What you should do: Repeat only the lines below from the one containing "Expected behaviour: a marker sits on the yellow" through the one containing "Query: arched window", inclusive, exactly as written.

Stored records:
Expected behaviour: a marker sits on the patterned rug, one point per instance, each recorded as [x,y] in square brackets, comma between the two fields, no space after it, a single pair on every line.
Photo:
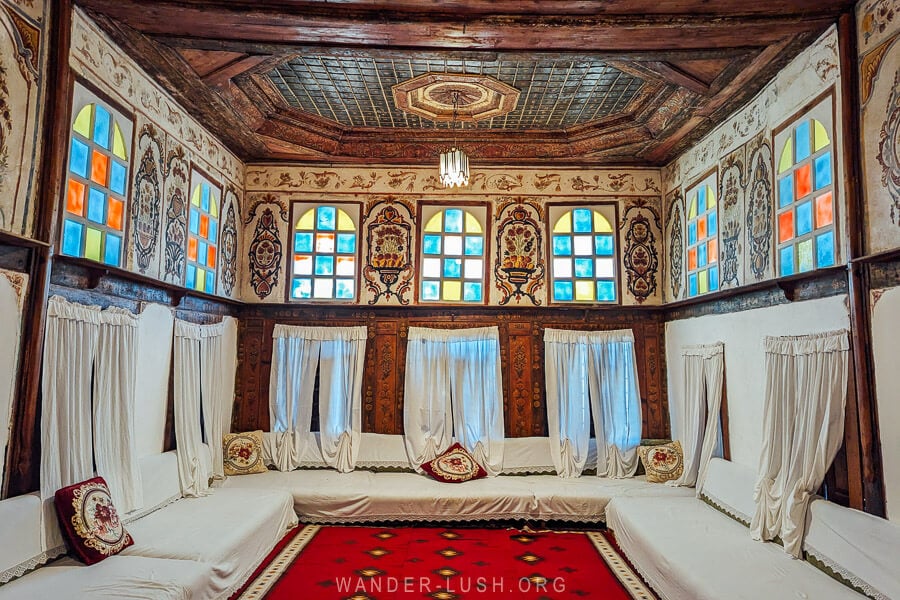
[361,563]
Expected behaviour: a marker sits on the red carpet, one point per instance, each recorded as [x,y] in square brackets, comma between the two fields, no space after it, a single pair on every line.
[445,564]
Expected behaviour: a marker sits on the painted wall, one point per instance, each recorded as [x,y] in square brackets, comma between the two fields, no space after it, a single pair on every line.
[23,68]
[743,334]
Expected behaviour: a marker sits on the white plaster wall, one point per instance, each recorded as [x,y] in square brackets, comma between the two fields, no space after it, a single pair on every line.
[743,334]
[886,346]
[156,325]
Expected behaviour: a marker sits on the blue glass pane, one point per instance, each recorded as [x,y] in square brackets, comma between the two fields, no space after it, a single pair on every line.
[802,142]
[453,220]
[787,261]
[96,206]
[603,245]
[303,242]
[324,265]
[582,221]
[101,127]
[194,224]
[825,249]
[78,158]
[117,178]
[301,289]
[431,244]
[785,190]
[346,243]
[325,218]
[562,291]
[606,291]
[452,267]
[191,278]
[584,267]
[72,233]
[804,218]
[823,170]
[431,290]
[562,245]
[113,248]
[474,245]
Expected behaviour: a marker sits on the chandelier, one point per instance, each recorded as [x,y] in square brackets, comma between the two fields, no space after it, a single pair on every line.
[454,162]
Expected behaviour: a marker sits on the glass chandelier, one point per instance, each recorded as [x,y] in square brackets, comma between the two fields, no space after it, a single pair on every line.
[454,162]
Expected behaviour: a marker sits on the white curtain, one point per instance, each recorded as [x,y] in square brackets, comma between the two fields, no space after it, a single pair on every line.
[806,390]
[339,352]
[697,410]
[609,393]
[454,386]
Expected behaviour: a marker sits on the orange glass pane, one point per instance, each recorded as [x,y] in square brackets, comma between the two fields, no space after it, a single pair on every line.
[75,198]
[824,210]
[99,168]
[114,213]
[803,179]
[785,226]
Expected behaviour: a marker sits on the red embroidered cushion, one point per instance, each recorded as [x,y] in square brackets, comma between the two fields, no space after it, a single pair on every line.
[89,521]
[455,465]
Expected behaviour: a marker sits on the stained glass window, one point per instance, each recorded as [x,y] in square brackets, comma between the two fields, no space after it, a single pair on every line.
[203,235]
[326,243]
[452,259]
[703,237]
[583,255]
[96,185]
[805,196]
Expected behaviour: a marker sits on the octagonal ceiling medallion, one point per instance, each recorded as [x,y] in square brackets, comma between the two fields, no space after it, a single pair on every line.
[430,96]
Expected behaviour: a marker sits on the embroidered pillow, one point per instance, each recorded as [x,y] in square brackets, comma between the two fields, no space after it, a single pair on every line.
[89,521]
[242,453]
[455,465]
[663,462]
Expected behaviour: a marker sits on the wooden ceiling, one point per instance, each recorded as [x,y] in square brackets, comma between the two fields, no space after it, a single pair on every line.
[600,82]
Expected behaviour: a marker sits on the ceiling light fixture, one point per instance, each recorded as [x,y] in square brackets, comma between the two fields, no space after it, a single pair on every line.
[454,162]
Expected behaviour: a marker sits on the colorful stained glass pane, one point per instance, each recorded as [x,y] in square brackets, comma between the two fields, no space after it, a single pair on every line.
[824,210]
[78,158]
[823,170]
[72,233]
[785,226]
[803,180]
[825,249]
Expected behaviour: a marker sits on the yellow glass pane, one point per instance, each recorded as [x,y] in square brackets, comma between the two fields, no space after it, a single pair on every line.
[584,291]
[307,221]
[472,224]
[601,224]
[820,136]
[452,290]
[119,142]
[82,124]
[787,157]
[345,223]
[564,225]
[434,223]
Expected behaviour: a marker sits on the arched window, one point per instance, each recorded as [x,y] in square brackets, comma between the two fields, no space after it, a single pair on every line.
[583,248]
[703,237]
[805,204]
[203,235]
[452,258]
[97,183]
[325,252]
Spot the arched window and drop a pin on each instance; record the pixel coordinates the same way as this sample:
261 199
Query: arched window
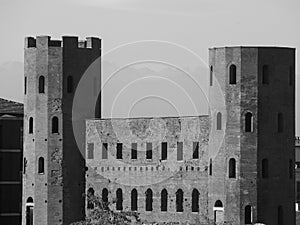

--

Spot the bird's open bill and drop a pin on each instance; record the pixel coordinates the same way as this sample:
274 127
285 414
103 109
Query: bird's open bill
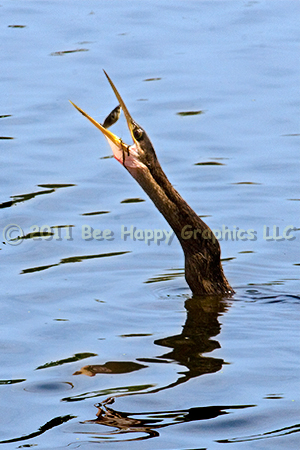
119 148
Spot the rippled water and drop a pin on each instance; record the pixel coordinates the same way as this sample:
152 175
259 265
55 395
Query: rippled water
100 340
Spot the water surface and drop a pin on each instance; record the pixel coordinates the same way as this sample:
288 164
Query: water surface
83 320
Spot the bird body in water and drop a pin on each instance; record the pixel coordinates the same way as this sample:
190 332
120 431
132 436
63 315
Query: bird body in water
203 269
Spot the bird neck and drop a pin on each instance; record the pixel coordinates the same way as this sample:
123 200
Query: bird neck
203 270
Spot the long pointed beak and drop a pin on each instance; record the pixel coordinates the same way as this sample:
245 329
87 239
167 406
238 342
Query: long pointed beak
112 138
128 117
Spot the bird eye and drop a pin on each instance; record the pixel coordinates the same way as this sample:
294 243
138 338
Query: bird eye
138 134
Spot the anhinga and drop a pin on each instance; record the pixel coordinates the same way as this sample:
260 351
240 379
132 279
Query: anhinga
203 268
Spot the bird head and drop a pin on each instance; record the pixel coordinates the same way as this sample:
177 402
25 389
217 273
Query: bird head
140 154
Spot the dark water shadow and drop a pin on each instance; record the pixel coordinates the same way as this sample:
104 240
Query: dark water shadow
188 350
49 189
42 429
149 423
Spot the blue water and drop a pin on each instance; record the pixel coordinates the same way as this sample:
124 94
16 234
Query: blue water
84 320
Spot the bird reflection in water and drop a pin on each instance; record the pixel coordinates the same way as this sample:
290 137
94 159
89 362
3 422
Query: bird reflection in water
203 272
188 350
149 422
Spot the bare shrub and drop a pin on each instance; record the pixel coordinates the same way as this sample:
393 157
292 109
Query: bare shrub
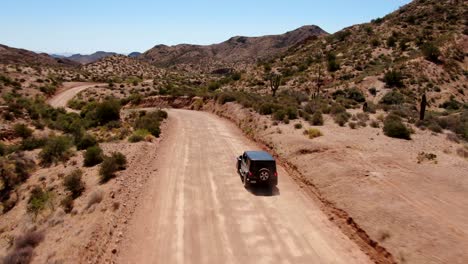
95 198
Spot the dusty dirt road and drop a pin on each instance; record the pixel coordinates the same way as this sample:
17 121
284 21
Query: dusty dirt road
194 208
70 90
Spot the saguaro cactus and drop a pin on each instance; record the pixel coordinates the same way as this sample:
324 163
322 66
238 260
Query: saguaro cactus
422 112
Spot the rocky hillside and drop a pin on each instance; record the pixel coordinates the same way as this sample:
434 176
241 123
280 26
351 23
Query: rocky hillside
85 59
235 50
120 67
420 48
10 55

Answer space:
Expected behaviour: a marker sits on the yellow glass pane, one point per instance, each recorded as [x,y] in square brackets, comma between the two fields, no space after it, a single pair on every line.
[584,291]
[307,221]
[472,224]
[601,224]
[820,136]
[452,290]
[119,142]
[82,124]
[787,157]
[345,223]
[564,225]
[434,223]
Expected behaviour: a marker sits on the arched window, one point per instance, each recorded as [x,y] in square brackets, comma between the two fields, no space after it, a single pair on every line.
[583,248]
[703,237]
[805,204]
[203,235]
[452,258]
[97,183]
[325,252]
Spot the arched window and drop a pin on each instance; record the pixel coordinates the same way as this sample:
261 199
Query: arched window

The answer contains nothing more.